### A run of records

+ + +

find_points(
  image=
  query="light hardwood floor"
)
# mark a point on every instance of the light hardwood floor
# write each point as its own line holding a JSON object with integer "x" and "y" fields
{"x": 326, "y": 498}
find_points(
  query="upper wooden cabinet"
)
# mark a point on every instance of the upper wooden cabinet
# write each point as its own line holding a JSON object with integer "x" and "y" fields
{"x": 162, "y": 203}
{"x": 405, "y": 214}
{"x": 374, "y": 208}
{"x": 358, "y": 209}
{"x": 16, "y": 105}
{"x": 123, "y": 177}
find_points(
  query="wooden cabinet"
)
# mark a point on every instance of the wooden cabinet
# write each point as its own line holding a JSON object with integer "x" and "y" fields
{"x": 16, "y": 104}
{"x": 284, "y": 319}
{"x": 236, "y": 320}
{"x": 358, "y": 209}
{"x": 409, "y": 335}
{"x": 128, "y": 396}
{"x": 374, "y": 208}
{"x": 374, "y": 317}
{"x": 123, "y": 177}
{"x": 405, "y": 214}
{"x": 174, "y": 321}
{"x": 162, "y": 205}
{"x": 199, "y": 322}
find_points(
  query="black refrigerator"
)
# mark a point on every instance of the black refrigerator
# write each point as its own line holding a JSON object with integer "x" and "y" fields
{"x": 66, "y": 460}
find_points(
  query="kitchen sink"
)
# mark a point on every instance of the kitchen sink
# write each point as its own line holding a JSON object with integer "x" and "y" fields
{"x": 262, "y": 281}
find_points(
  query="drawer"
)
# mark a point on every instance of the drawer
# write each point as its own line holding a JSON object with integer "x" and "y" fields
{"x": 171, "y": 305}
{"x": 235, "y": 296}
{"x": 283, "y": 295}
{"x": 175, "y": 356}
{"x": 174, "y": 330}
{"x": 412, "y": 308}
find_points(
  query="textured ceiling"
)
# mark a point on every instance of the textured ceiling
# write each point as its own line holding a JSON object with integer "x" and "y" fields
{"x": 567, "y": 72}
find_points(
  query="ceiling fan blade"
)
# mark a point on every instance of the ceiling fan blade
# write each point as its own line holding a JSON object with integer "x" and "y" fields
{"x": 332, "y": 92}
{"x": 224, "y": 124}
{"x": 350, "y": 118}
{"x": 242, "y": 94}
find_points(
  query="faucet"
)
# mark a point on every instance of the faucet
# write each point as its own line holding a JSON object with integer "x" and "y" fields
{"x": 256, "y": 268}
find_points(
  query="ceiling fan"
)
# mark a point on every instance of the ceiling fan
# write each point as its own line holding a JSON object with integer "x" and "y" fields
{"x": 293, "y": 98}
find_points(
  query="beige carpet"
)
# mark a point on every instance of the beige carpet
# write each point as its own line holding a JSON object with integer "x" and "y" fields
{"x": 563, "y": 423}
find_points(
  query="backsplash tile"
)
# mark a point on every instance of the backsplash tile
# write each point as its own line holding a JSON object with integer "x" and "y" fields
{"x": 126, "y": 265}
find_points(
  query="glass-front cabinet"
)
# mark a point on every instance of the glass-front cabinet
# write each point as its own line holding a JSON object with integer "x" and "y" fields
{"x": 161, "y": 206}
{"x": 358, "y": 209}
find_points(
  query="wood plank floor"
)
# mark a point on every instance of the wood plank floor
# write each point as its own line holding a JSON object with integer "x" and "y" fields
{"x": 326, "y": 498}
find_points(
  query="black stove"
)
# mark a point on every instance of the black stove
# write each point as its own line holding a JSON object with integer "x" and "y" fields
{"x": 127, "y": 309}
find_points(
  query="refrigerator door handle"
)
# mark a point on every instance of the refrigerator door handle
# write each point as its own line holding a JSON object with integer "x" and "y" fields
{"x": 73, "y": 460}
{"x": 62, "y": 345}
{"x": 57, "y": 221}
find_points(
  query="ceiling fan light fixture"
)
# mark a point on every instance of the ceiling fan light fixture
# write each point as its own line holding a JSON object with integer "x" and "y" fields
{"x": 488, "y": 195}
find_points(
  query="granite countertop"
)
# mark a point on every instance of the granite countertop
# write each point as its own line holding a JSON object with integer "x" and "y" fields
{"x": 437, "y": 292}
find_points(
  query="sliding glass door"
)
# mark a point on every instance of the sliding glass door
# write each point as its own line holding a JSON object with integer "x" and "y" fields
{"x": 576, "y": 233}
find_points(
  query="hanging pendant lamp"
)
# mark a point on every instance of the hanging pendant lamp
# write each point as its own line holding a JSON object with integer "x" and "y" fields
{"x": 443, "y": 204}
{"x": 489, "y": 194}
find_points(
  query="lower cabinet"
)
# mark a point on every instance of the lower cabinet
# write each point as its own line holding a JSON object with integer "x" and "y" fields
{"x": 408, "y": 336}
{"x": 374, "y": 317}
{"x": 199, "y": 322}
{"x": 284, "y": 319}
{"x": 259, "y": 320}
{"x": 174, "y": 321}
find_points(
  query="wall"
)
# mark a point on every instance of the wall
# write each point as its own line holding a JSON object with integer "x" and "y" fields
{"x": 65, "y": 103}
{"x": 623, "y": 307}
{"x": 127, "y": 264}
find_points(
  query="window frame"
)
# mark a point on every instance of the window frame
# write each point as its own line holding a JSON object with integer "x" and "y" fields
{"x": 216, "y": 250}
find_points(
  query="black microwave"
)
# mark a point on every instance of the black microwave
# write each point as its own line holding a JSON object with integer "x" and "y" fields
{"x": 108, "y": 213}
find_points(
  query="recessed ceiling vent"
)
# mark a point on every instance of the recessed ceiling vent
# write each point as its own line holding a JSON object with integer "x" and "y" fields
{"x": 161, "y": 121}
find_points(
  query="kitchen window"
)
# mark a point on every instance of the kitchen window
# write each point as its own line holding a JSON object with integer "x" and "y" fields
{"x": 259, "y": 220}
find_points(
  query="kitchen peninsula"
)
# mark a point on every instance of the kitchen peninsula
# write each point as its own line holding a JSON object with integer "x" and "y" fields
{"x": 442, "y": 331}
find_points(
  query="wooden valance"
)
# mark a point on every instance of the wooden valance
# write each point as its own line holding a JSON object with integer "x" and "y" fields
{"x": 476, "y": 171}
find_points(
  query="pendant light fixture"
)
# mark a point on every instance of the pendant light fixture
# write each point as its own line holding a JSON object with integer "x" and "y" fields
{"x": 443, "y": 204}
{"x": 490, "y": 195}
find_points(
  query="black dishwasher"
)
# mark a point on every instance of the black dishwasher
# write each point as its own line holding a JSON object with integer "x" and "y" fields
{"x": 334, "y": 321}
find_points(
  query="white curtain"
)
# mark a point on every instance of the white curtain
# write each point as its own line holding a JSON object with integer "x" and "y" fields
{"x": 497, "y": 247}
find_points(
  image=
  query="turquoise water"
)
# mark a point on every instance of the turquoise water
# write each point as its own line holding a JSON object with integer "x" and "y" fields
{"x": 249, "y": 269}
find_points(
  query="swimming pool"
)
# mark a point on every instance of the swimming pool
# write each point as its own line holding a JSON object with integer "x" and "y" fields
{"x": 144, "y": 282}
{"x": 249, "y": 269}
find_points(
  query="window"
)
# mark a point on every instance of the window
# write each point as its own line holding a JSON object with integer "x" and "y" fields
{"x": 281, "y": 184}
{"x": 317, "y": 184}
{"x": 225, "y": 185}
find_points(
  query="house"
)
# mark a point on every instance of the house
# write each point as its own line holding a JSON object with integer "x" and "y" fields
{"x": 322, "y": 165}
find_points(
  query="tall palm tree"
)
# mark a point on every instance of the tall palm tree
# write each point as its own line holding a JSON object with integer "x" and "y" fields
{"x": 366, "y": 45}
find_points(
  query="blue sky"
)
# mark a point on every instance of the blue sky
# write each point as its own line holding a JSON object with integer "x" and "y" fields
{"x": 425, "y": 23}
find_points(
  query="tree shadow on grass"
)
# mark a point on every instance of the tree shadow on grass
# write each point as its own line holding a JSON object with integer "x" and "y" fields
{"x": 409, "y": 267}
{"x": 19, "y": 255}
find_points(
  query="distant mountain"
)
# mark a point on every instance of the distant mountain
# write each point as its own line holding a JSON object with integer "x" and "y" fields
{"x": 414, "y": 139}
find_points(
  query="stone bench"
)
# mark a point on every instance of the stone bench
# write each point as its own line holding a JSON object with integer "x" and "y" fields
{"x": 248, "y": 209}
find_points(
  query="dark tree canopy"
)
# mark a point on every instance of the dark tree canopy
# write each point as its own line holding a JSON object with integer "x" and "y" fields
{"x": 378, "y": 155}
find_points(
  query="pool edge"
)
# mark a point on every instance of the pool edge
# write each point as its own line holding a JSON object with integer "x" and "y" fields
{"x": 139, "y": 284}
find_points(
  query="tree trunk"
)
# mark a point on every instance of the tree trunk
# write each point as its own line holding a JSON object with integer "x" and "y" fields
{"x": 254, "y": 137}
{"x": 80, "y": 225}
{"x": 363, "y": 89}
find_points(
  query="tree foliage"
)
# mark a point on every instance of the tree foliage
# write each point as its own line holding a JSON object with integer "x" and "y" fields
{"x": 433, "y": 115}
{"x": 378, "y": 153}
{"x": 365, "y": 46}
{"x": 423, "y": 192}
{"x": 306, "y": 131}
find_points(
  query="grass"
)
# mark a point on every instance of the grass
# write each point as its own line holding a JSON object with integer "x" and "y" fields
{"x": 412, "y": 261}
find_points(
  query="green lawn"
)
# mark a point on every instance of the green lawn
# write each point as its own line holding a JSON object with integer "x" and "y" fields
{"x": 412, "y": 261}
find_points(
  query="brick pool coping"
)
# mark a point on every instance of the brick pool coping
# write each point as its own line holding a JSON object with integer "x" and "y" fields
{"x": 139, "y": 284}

+ + +

### Exercise requirements
Locate every line in the items that contains the word "edge" and copy each of those lines.

### Task result
  query="pool edge"
# mark a point on every instance of the pool edge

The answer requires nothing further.